*Information given*
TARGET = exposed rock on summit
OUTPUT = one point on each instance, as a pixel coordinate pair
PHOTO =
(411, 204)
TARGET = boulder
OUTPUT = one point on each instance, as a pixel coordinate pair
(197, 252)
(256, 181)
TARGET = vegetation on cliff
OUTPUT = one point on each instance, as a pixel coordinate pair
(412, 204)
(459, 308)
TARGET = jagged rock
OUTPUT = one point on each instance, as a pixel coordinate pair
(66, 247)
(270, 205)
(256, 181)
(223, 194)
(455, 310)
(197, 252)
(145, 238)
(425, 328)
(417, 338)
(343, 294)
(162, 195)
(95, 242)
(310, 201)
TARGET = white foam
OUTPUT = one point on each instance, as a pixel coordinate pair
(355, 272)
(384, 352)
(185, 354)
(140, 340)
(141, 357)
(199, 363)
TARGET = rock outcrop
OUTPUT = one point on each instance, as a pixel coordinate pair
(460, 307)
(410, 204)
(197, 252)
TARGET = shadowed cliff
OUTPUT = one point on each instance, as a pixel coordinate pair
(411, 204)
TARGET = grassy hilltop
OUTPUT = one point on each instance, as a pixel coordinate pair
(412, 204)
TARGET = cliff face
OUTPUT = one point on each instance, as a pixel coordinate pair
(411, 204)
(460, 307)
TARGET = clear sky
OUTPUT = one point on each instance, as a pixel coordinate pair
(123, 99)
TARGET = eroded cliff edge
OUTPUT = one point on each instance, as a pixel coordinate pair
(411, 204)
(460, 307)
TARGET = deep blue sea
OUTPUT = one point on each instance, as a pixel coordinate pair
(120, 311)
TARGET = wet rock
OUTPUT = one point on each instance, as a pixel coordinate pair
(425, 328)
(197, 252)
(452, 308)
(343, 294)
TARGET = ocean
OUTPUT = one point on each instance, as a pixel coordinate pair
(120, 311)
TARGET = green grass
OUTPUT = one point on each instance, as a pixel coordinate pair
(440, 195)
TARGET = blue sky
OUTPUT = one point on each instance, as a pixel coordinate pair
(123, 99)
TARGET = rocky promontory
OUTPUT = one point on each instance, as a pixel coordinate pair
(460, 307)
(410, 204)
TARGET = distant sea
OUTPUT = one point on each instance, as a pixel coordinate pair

*Given instruction*
Transcribe the whole listing exactly.

*Result below*
TARGET = exposed rock on summit
OUTPUT = one point on each instance, as a pixel coordinate pair
PHOTO =
(411, 204)
TARGET = boulder
OUTPUT = one point on each instance, as a pixel coordinate pair
(197, 252)
(256, 181)
TARGET = vegetation on cliff
OUTPUT = one point on each instance, as a pixel coordinate pair
(412, 204)
(459, 308)
TARGET = jagged rock
OUTPUT = one point on each instance, as a pixel coordinate pair
(66, 247)
(270, 205)
(256, 181)
(223, 194)
(455, 310)
(197, 252)
(145, 238)
(425, 328)
(417, 338)
(343, 294)
(162, 195)
(95, 242)
(310, 201)
TARGET = white foam
OUTPUT = one point on each instance, as a pixel coordinate pair
(355, 272)
(384, 352)
(185, 354)
(140, 340)
(141, 357)
(199, 363)
TARGET = rock outcrop
OUTPUT = one point on each instance, as a pixel coordinate pair
(460, 307)
(410, 204)
(197, 252)
TARGET = shadowed cliff
OUTPUT = one point on each instance, as a pixel coordinate pair
(411, 204)
TARGET = grassy hilltop
OUTPUT = one point on each instance, as a pixel coordinate pair
(412, 204)
TARGET = cliff face
OUTPUT = one point on each instance, as a pixel coordinate pair
(411, 204)
(460, 307)
TARGET = clear sky
OUTPUT = one point on each instance, as a pixel coordinate pair
(123, 99)
TARGET = eroded cliff edge
OUTPUT = one point on each instance, as a pixel coordinate pair
(411, 204)
(460, 307)
TARGET = deep blue sea
OUTPUT = one point on each instance, as a pixel coordinate pair
(120, 311)
TARGET = wet rock
OUTPUT = one point on each instance, as a pixel coordinate pair
(425, 328)
(197, 252)
(452, 308)
(343, 294)
TARGET = ocean
OUTPUT = one point on each instance, as a pixel coordinate pair
(120, 311)
TARGET = green grass
OUTPUT = one point on each instance, as a pixel coordinate pair
(440, 195)
TARGET = blue sky
OUTPUT = one point on each instance, as a pixel coordinate pair
(123, 99)
TARGET = rocky promontory
OUTPUT = one point on each instance, as a pixel coordinate pair
(460, 307)
(410, 204)
TARGET = distant sea
OUTPUT = one point on each instance, as a pixel coordinate pair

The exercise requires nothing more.